[Data items]
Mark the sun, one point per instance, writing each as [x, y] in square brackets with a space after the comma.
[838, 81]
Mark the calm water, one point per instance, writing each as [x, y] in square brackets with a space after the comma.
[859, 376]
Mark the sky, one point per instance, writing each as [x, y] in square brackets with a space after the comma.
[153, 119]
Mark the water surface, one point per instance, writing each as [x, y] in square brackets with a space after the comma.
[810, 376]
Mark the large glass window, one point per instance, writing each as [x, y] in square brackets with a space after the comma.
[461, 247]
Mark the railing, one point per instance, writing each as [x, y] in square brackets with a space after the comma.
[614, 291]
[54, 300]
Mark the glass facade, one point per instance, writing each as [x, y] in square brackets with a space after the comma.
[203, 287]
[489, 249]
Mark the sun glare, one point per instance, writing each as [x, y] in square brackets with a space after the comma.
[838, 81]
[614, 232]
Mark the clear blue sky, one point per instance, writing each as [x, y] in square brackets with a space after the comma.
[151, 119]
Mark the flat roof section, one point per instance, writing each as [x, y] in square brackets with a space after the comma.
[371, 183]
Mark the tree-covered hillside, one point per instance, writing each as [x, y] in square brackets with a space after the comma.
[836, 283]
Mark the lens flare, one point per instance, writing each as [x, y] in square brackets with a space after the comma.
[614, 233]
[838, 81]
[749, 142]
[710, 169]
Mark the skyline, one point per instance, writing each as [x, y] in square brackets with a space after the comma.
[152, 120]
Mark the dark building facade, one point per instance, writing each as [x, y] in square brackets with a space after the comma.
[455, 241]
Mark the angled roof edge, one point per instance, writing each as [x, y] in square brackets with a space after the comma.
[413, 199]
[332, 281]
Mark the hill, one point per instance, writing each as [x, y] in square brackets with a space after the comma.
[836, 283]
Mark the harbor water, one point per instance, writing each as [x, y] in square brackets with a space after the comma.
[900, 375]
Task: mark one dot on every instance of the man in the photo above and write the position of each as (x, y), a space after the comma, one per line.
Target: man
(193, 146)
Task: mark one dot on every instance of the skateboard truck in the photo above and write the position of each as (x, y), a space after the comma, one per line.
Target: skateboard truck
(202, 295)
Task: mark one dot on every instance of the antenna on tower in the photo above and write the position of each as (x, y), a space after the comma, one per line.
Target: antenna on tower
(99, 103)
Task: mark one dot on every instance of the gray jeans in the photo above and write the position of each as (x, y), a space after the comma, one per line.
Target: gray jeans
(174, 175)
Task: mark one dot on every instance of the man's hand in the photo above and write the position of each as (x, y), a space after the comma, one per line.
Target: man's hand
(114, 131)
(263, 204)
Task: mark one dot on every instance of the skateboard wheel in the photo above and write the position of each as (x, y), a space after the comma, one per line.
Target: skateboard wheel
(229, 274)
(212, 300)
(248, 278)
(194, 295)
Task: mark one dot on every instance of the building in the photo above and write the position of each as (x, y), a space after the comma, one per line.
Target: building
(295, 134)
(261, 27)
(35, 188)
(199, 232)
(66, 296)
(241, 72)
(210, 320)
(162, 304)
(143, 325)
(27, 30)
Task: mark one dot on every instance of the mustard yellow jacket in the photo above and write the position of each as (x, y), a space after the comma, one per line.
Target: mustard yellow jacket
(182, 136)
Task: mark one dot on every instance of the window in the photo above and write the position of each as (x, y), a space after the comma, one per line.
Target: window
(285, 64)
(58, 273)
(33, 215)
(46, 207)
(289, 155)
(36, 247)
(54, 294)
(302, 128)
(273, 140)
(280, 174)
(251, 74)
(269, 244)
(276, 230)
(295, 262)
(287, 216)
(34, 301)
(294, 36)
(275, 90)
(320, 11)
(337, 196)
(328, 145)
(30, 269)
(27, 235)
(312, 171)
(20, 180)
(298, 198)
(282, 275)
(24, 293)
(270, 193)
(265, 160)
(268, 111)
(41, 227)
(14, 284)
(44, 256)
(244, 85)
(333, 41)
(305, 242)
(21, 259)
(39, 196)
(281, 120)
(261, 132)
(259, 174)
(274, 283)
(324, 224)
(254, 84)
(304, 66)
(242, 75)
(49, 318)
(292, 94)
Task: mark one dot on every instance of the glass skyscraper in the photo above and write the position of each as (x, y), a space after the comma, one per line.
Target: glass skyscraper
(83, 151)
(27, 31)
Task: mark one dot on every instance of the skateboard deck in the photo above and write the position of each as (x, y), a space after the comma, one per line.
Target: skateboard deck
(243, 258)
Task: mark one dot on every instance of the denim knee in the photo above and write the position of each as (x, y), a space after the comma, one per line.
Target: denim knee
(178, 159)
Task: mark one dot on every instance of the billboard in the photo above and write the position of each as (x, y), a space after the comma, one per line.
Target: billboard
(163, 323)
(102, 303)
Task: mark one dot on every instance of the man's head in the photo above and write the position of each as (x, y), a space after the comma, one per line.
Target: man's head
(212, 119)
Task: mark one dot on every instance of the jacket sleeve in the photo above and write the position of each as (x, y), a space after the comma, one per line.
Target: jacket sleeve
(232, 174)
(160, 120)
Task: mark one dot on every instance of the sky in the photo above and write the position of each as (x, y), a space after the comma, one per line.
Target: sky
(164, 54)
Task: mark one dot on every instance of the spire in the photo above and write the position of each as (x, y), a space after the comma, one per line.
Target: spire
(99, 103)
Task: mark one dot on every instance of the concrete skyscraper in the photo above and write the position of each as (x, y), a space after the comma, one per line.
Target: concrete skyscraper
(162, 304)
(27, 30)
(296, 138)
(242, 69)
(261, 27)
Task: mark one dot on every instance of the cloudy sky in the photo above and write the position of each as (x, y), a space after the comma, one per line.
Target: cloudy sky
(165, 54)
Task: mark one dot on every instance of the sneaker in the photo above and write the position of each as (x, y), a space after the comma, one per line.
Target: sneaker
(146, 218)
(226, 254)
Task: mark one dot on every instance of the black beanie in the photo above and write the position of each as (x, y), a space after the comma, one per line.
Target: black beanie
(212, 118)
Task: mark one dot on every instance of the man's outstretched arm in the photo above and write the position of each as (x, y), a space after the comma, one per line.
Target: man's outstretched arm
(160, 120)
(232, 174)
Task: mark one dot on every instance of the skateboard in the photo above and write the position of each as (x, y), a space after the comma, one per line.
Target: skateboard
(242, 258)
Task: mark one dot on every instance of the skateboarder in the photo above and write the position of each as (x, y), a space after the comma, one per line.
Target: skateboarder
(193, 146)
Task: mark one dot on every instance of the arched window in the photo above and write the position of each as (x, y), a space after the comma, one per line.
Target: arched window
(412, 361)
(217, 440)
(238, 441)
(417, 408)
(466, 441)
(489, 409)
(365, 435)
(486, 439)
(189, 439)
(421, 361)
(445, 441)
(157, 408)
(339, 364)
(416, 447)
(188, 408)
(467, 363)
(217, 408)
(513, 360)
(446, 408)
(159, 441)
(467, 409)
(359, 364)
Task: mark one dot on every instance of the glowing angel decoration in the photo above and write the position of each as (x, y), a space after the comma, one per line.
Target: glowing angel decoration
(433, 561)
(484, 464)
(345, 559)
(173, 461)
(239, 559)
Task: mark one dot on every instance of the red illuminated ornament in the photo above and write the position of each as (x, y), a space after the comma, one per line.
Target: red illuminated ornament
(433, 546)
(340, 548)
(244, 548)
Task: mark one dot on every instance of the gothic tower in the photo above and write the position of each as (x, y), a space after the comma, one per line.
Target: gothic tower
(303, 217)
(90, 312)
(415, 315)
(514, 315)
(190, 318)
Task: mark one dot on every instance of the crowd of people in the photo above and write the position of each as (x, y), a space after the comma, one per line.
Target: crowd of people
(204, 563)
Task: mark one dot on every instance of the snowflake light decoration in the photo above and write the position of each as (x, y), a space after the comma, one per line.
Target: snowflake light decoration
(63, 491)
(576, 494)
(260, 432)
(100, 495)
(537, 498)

TASK DETAILS:
Could you output exactly the lines from the one containing "Task: mark one dot on every instance of the skateboard in" to the end of the entries above, both included, and no others?

OUTPUT OF THE EXERCISE:
Task: mark one dot on every instance of the skateboard in the photo above and write the position of each as (x, y), a space after the comma, one per line.
Target: skateboard
(242, 258)
Task: mark one dot on every instance of the skateboarder in the photo above and write the position of each as (x, y), a space after the comma, one per line.
Target: skateboarder
(193, 146)
Task: mark one dot on every instance of the arched window in the photo above and write the position of each as (x, y), a space after the comma, one per line.
Target: arched window
(412, 361)
(217, 440)
(238, 441)
(417, 408)
(466, 441)
(489, 409)
(365, 435)
(486, 439)
(189, 439)
(421, 361)
(445, 441)
(157, 408)
(339, 364)
(416, 447)
(188, 408)
(467, 363)
(217, 408)
(513, 360)
(446, 408)
(159, 441)
(467, 409)
(359, 364)
Task: mark one dot on every instance of the glowing angel decoration in the photo above and write the position of each as (x, y), a space after the comma, one per line.
Target: glowing angel decoration
(433, 561)
(484, 464)
(345, 559)
(173, 461)
(239, 559)
Task: mark one dot on every instance of the red illuminated ornament in the photo above and write the position of each as (x, y), a space after the comma, one per line.
Target: red illuminated ornament
(433, 546)
(340, 548)
(244, 548)
Task: mark one dot on every instance of the gothic tower in the photo above and write the position of each as (x, y), a space after the comma, one per line.
Target: gothic tower
(303, 217)
(90, 312)
(415, 315)
(514, 315)
(190, 318)
Task: mark one dot on every instance of the crowd of people in the photo above and write the position of each as (x, y), a space after the comma, one per line.
Target: crowd of people
(204, 563)
Task: mark one dot on every instance of the snowflake light decoration in the photo above and write the position of each as (x, y), a space after the comma, one per line.
Target: snowflake light decoration
(63, 491)
(576, 494)
(260, 432)
(100, 495)
(537, 498)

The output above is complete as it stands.